**Set problem 1:** Extract everything in the thread on generate_canonical from "If I used 32" down to "the different probabilities.", word for word.

**Document segment:**
-- start --
ISOCPP std-proposals List: Re: [std-proposals] solution proposal for Issue 2524: generate

From: Lénárd Szolnoki <cpp_at_[hidden]>
Date: Mon, 8 Dec 2025 00:00:35 +0000

On 07/12/2025 14:50, Sebastian Wittmeier via Std-Proposals wrote:
> I meant something like
>
> val = generate_canonical();
>
> if (val==0) val=1;
>
> Or would the remaining subnormal numbers violate the lower b bound of the interval as they
> sometimes are rounded to 0?

If I used 32 bit IEEE float and made a uniform distribution where every representable
value was possible on the selected range, then for a uniform distribution on (0, 1] rolls
1 with probability 2^-24 or 2^-25, depending on rounding strategy.

For a uniform distribution on [0, 1), 0 is rolled with probability 2^-149 or 2^-150,
depending on rounding strategy and assuming that subnormals are also rolled with uniform
probabilities and no representable value is skipped. The set of representable values are
much more dense near 0 than near 1, hence the different probabilities.

I don't think that changing such a distribution by adjusting 0 to 1 has the desired
effect, at least the resulting distribution doesn't resemble a uniform distribution on (0,
1] that one would write from scratch.

Having said that, if I read it right, generate_canonical as specified P0952 effectively
treats float as a fixed-point number with 24 bit of mantissa, and never accesses the extra
precision that is available on [0, 0.5), always skipping over subnormals and more. So
there adjusting 0 to 1 works as intended, as it always produces a distribution where each
possible value has the same probability. But 1-x works here as well, as there is no more
precision to lose.
-- end --
**Set problem 2:** Swap "Positions" for "Coordinates" in the entries from the line containing "Shelf audit: locate every instance of the fluorescent" down to the end of the entries. Reproduce only those lines, with nothing else changed.

**Task material:**
-- start --
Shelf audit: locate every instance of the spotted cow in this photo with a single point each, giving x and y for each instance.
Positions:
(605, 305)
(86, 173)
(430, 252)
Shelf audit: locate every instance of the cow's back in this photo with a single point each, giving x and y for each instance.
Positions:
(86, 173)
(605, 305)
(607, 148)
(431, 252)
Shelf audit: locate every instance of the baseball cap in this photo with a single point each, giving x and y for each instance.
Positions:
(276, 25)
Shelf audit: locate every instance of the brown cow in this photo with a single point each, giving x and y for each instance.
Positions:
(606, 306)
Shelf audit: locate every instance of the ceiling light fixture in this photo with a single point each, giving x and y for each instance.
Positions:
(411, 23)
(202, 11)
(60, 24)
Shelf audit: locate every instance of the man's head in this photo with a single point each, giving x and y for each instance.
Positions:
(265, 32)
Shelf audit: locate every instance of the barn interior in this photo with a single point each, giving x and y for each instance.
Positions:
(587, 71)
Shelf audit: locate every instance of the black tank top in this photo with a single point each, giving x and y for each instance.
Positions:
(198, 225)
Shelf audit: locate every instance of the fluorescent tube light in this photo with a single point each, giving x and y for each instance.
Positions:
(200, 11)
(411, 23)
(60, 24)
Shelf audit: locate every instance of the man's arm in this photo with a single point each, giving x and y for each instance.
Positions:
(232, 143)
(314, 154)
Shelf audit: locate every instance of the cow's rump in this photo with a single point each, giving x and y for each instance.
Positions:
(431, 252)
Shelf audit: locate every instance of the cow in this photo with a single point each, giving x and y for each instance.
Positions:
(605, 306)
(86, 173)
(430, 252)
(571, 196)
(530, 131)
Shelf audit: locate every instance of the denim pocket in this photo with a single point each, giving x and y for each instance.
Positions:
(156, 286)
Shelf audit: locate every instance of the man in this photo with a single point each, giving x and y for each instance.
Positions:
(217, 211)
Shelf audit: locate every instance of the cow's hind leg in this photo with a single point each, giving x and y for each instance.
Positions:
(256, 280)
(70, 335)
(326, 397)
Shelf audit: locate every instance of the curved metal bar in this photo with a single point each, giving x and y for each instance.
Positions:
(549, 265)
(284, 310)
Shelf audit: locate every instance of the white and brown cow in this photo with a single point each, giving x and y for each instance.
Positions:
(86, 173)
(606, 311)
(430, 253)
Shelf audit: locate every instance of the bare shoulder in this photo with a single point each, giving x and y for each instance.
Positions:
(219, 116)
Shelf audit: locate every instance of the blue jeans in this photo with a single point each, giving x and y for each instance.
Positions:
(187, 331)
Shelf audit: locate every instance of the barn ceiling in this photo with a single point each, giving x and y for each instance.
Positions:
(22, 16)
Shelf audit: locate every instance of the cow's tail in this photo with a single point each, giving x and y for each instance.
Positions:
-- end --
**Reply 1:**
If I used 32 bit IEEE float and made a uniform distribution where every representable
value was possible on the selected range, then for a uniform distribution on (0, 1] rolls
1 with probability 2^-24 or 2^-25, depending on rounding strategy.

For a uniform distribution on [0, 1), 0 is rolled with probability 2^-149 or 2^-150,
depending on rounding strategy and assuming that subnormals are also rolled with uniform
probabilities and no representable value is skipped. The set of representable values are
much more dense near 0 than near 1, hence the different probabilities.

**Reply 2:**
Shelf audit: locate every instance of the fluorescent tube light in this photo with a single point each, giving x and y for each instance.
Coordinates:
(200, 11)
(411, 23)
(60, 24)
Shelf audit: locate every instance of the man's arm in this photo with a single point each, giving x and y for each instance.
Coordinates:
(232, 143)
(314, 154)
Shelf audit: locate every instance of the cow's rump in this photo with a single point each, giving x and y for each instance.
Coordinates:
(431, 252)
Shelf audit: locate every instance of the cow in this photo with a single point each, giving x and y for each instance.
Coordinates:
(605, 306)
(86, 173)
(430, 252)
(571, 196)
(530, 131)
Shelf audit: locate every instance of the denim pocket in this photo with a single point each, giving x and y for each instance.
Coordinates:
(156, 286)
Shelf audit: locate every instance of the man in this photo with a single point each, giving x and y for each instance.
Coordinates:
(217, 211)
Shelf audit: locate every instance of the cow's hind leg in this photo with a single point each, giving x and y for each instance.
Coordinates:
(256, 280)
(70, 335)
(326, 397)
Shelf audit: locate every instance of the curved metal bar in this photo with a single point each, giving x and y for each instance.
Coordinates:
(549, 265)
(284, 310)
Shelf audit: locate every instance of the white and brown cow in this photo with a single point each, giving x and y for each instance.
Coordinates:
(86, 173)
(606, 311)
(430, 253)
Shelf audit: locate every instance of the bare shoulder in this photo with a single point each, giving x and y for each instance.
Coordinates:
(219, 116)
Shelf audit: locate every instance of the blue jeans in this photo with a single point each, giving x and y for each instance.
Coordinates:
(187, 331)
Shelf audit: locate every instance of the barn ceiling in this photo with a single point each, giving x and y for each instance.
Coordinates:
(22, 16)
Shelf audit: locate every instance of the cow's tail in this photo with a single point each, giving x and y for each instance.
Coordinates:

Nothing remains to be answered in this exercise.